**Entries**.

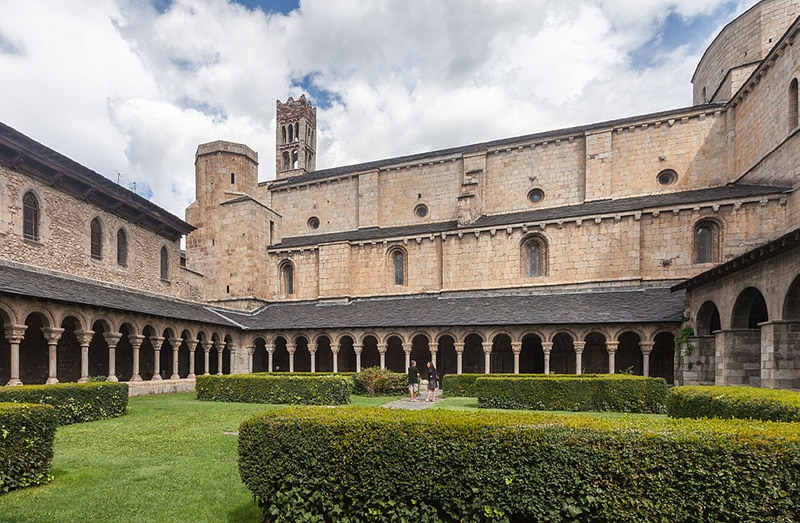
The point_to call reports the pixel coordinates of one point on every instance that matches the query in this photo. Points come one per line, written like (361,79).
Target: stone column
(52,335)
(175,343)
(206,351)
(14,335)
(579,346)
(407,350)
(516,348)
(646,347)
(156,341)
(487,356)
(459,356)
(270,353)
(290,348)
(84,339)
(192,354)
(547,348)
(335,352)
(136,342)
(112,338)
(220,348)
(382,353)
(611,348)
(357,349)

**Instruction**.
Retype the records above word for word, leaving out the pictures.

**Exercise answer**.
The point_to call reports the pixel coordinates of one point on every instance that matches the query in this photo. Points come one per line, written like (361,79).
Target: stone column
(52,335)
(175,343)
(206,351)
(14,335)
(579,346)
(407,350)
(516,348)
(646,347)
(156,341)
(487,356)
(459,356)
(270,353)
(290,348)
(84,339)
(192,354)
(547,348)
(335,352)
(136,342)
(112,338)
(220,348)
(382,353)
(611,348)
(357,349)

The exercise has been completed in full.